GIVEN PROBLEM:
Copy every line of the records below word for word, and leave out the pictures.

* * *

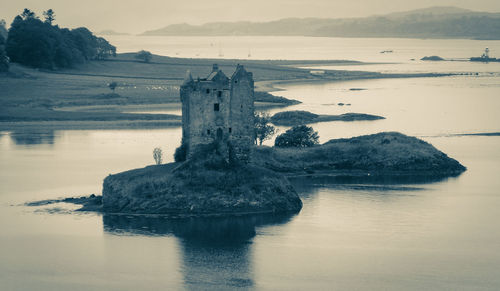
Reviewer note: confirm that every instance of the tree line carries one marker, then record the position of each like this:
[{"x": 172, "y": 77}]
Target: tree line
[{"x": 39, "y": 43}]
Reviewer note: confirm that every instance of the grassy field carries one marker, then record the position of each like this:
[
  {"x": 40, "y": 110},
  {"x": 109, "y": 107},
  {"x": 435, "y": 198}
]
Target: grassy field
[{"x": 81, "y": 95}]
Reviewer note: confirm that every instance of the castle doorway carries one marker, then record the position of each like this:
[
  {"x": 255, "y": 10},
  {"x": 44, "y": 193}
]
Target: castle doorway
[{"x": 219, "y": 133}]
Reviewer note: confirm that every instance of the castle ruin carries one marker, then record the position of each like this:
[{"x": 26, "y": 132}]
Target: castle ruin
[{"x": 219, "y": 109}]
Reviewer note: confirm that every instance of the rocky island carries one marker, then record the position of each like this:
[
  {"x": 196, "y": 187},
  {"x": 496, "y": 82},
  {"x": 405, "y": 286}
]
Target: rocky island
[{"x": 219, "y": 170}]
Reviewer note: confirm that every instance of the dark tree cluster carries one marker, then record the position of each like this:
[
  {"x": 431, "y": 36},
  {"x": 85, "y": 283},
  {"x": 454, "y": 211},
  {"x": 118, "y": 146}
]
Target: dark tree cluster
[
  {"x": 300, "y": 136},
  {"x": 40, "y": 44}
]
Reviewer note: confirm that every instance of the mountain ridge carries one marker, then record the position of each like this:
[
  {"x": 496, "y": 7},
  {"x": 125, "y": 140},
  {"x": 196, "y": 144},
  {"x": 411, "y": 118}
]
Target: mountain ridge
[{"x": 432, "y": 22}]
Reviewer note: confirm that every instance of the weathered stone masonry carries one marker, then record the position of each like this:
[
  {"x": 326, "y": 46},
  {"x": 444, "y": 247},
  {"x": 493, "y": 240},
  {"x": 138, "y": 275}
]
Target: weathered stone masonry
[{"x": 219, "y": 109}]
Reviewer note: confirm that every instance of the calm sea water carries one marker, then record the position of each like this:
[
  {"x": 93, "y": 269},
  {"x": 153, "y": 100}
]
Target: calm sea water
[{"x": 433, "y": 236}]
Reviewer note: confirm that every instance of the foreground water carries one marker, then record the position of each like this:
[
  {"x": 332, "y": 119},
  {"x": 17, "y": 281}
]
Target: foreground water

* * *

RESPONSE TO THIS EXERCISE:
Reviewer note: confirm that every instance of the tree line carries one marker, then record the position of each like this:
[{"x": 172, "y": 77}]
Target: tree line
[{"x": 39, "y": 43}]
Reviewer note: confirm that every instance of the grassy field carries one marker, then record the position of each like this:
[
  {"x": 40, "y": 110},
  {"x": 109, "y": 107},
  {"x": 435, "y": 198}
]
Target: grassy field
[{"x": 81, "y": 95}]
Reviewer note: confirm that every instance of the castle doorway carries one marker, then record the position of each like this:
[
  {"x": 255, "y": 10},
  {"x": 44, "y": 193}
]
Target: castle doorway
[{"x": 219, "y": 133}]
Reviewer note: confirm that every instance of the castle ruin carries one marker, then record the position of each like this:
[{"x": 26, "y": 132}]
Target: castle ruin
[{"x": 219, "y": 109}]
Reviewer note: confirm that every instance of the rocky island carries one marker, then record the position of each like this:
[
  {"x": 196, "y": 187},
  {"x": 496, "y": 82},
  {"x": 405, "y": 286}
]
Target: rocky island
[{"x": 219, "y": 170}]
Reviewer note: confirm that every instance of the dark tree cluster carries one marker, then record the position of each like this:
[
  {"x": 431, "y": 36},
  {"x": 85, "y": 283},
  {"x": 454, "y": 211},
  {"x": 118, "y": 146}
]
Target: dark tree cluster
[
  {"x": 300, "y": 136},
  {"x": 40, "y": 44}
]
Reviewer note: confirm that every instance of the mountain ridge carries one marker, then record the position of each like this:
[
  {"x": 496, "y": 7},
  {"x": 125, "y": 140},
  {"x": 196, "y": 144},
  {"x": 411, "y": 118}
]
Target: mountain ridge
[{"x": 432, "y": 22}]
Reviewer note: confirm that every instance of the weathered stone masonry carries one marker, then record the position of each like this:
[
  {"x": 326, "y": 46},
  {"x": 444, "y": 247},
  {"x": 493, "y": 240},
  {"x": 138, "y": 275}
]
Target: weathered stone masonry
[{"x": 219, "y": 109}]
Reviewer note: confirm that every instance of the calm sea water carries one marker, then record the position of each like this:
[
  {"x": 93, "y": 269},
  {"x": 153, "y": 100}
]
Target: calm sea water
[{"x": 433, "y": 236}]
Reviewer note: confirm that every instance of the foreground water carries one marker, then record the position of each like this:
[
  {"x": 332, "y": 119},
  {"x": 17, "y": 281}
]
Target: foreground water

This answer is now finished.